Input material:
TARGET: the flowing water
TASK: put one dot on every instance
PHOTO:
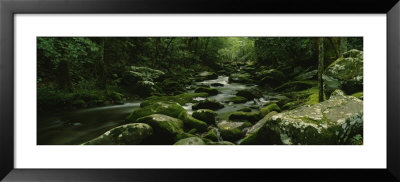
(76, 127)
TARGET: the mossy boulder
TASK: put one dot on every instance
(311, 75)
(129, 134)
(79, 103)
(210, 91)
(250, 94)
(232, 131)
(211, 135)
(181, 99)
(240, 78)
(346, 73)
(205, 115)
(271, 77)
(220, 143)
(269, 108)
(296, 86)
(191, 122)
(171, 109)
(217, 84)
(237, 99)
(333, 121)
(190, 141)
(165, 128)
(247, 116)
(208, 104)
(280, 99)
(206, 75)
(358, 95)
(258, 134)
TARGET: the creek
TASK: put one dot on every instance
(79, 126)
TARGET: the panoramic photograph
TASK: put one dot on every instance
(199, 91)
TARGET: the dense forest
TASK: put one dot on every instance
(200, 90)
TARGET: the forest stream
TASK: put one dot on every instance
(79, 126)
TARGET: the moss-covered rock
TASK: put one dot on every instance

Problem requirements: Your answer should consist of each line of the data above in which the word "forest" occurs.

Exercise answer:
TARGET: the dense forest
TARGET: the forest stream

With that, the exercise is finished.